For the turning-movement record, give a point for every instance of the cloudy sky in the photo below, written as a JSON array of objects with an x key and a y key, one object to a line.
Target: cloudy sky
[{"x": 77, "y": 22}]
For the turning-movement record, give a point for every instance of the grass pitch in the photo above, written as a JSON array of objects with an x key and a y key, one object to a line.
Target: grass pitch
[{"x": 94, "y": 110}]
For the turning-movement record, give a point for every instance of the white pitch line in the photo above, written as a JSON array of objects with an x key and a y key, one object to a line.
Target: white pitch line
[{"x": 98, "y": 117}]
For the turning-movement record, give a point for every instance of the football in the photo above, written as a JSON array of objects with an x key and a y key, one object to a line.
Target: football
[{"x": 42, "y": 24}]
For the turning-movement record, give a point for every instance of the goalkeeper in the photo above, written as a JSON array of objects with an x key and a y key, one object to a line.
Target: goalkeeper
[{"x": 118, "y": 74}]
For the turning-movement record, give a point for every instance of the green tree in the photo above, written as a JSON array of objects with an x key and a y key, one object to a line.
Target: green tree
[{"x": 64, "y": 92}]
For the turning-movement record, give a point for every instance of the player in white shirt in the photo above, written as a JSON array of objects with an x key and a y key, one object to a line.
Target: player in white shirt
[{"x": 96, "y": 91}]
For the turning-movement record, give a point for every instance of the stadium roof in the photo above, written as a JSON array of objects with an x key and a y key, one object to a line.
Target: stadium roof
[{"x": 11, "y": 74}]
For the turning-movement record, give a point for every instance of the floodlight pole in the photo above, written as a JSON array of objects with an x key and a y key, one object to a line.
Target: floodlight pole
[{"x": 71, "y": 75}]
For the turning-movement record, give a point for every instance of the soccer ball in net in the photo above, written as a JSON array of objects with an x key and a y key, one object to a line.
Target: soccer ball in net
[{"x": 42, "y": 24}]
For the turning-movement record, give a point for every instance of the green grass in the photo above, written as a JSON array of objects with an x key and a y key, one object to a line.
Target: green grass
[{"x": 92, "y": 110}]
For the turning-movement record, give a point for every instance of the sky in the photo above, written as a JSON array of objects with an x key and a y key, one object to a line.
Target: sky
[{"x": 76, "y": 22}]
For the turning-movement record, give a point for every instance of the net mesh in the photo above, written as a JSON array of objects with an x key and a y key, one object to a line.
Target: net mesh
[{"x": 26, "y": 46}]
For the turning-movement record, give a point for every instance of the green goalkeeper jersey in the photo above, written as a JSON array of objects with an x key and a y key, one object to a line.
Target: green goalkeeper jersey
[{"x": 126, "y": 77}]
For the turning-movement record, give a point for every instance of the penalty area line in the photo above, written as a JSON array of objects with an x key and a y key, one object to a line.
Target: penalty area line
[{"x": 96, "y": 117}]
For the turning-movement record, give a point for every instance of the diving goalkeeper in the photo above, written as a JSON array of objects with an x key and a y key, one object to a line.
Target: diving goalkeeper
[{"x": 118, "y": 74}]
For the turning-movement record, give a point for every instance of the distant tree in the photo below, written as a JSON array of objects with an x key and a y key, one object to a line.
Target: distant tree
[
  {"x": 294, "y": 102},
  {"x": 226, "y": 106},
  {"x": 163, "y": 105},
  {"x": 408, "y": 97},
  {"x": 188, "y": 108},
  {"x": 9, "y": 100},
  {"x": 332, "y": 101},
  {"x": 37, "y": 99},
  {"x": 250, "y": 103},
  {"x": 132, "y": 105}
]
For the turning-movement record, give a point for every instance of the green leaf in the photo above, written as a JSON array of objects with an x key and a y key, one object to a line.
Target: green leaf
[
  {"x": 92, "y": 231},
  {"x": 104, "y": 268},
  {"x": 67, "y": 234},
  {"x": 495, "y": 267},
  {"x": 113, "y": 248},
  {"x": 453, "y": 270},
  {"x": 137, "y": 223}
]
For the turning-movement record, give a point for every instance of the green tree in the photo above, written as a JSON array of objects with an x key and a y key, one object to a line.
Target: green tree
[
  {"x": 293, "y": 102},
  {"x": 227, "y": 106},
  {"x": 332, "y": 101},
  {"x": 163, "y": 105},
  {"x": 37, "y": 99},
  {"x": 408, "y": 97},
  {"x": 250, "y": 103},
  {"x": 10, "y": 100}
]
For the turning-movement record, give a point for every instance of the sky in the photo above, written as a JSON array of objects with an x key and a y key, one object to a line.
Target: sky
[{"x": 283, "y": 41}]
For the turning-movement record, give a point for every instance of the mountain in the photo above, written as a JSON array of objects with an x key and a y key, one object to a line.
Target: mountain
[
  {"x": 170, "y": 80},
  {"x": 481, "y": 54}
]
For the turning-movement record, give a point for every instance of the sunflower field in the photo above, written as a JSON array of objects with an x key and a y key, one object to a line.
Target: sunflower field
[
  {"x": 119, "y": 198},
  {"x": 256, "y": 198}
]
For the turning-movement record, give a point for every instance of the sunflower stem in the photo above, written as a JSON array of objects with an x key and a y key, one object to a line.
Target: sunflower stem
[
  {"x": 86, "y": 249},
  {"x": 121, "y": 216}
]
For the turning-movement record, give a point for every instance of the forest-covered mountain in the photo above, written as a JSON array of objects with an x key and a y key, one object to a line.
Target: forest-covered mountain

..........

# Stated exercise
Extract all the material, leaving every line as it is.

# Solution to the exercise
For the turning-movement record, give a point for every instance of the cloudy sky in the photo below, written as a JSON array of objects with an x key and a y key, one object to a line.
Target: cloudy sky
[{"x": 77, "y": 22}]
For the turning-movement record, give a point for every instance of the grass pitch in the photo above, written as a JSON array of objects with an x key and a y key, one object to a line.
Target: grass pitch
[{"x": 94, "y": 110}]
For the turning-movement record, give a point for every instance of the white pitch line in the photo above, written as a JSON array of objects with an x key and a y key, one object to a line.
Target: white pitch line
[{"x": 98, "y": 117}]
For the turning-movement record, give a point for every instance of the football in the photo above, written as a JSON array of objects with an x key and a y key, one object to a line.
Target: football
[{"x": 42, "y": 24}]
For the turning-movement record, give a point for every instance of the goalkeeper in the photo above, written as a JSON array of objects with an x key and a y key, one object to a line.
Target: goalkeeper
[{"x": 118, "y": 74}]
For the turning-movement record, give a point for every instance of the green tree in the photo above, written as a JSON array of objects with an x key and a y key, one object to a line.
Target: green tree
[{"x": 64, "y": 92}]
For the turning-movement record, give a point for every instance of the player in white shirt in the photo above, written as a JSON array of objects with an x key and a y key, one object to a line.
Target: player in white shirt
[{"x": 96, "y": 91}]
For the turning-movement record, give a point for every instance of the stadium roof in the photo above, written as a JSON array of objects with an x key and a y key, one object to a line.
Target: stadium roof
[{"x": 11, "y": 74}]
For the turning-movement record, give a point for every instance of the floodlight pole in the photo above, written as a JSON array of objects with an x key and a y key, one object to a line.
Target: floodlight pole
[{"x": 71, "y": 75}]
For the turning-movement record, give a point for every instance of the soccer ball in net in the photo above, written as a JSON array of objects with an x key and a y key, one object to a line.
Target: soccer ball in net
[{"x": 42, "y": 24}]
For the turning-movement record, give a point for every instance of the green grass in the photo above, written as a JSON array of objects with an x key and a y key, one object to a line.
Target: green grass
[{"x": 92, "y": 110}]
For the turning-movement record, give a point for every instance of the sky in the photo above, written as a JSON array of objects with an x key and a y key, one object to a line.
Target: sky
[{"x": 76, "y": 22}]
For the turning-movement record, give a point for every instance of the net mesh in the photo above, written as a JSON array of objects with an x key and a y key, one object to a line.
Target: net mesh
[{"x": 26, "y": 46}]
For the turning-movement record, give a point for every instance of the green goalkeeper jersey in the photo above, written as a JSON array of objects with an x key and a y key, one object to a line.
Target: green goalkeeper jersey
[{"x": 126, "y": 77}]
For the turning-movement record, give a point for every instance of the penalty area line in the photo above, written as a JSON array of objects with an x key and a y key, one object to a line.
Target: penalty area line
[{"x": 96, "y": 117}]
For the turning-movement record, give a point for every instance of the diving goalkeeper in the photo above, written as a JSON array of objects with an x key and a y key, one object to a line.
Target: diving goalkeeper
[{"x": 118, "y": 74}]
For the turning-movement record, give a point for every instance of the distant tree in the photo below, written as a JSON array of objects with an x key and a y key, one object to a line.
Target: distant tree
[
  {"x": 294, "y": 102},
  {"x": 226, "y": 106},
  {"x": 163, "y": 105},
  {"x": 408, "y": 97},
  {"x": 188, "y": 108},
  {"x": 9, "y": 100},
  {"x": 332, "y": 101},
  {"x": 37, "y": 99},
  {"x": 250, "y": 103},
  {"x": 132, "y": 105}
]
For the turning-movement record, give a point for every instance of the green leaf in the photo above, written as a JSON array of objects with an x key and a y key, one object to a line.
Target: green leaf
[
  {"x": 92, "y": 231},
  {"x": 104, "y": 268},
  {"x": 67, "y": 234},
  {"x": 495, "y": 267},
  {"x": 113, "y": 248},
  {"x": 453, "y": 270},
  {"x": 137, "y": 223}
]
For the turning-movement record, give a point for every instance of the green tree in the photo above, written as a JSON array of objects with an x key and a y key, one object to a line.
Target: green tree
[
  {"x": 293, "y": 102},
  {"x": 227, "y": 106},
  {"x": 332, "y": 101},
  {"x": 163, "y": 105},
  {"x": 37, "y": 99},
  {"x": 408, "y": 97},
  {"x": 250, "y": 103},
  {"x": 10, "y": 100}
]
For the turning-movement record, give a point for every instance of the sky in the photo above, written as a JSON array of objects with an x key and a y key, one object to a line.
Target: sky
[{"x": 283, "y": 41}]
For the turning-movement record, give a point for every instance of the mountain in the photo above, written as a JSON array of objects with an x key and a y key, one object to a line.
Target: mountain
[
  {"x": 170, "y": 80},
  {"x": 481, "y": 54}
]
For the turning-movement record, give a point for every instance of the sunflower field in the photo above, written as a JSON array of objects with an x key and a y key, one object to a line.
Target: sunflower field
[
  {"x": 119, "y": 198},
  {"x": 256, "y": 198}
]
For the turning-movement record, give a point for every instance of the sunflower stem in the photo above, written as a JSON array of objects with an x key and a y key, one object to a line.
Target: sunflower stem
[
  {"x": 86, "y": 249},
  {"x": 121, "y": 216}
]
For the turning-movement record, give a point for every instance of the forest-covered mountain in the photo above, written as a JSON array of objects with an x key and a y key, one object to a line.
Target: forest-covered mountain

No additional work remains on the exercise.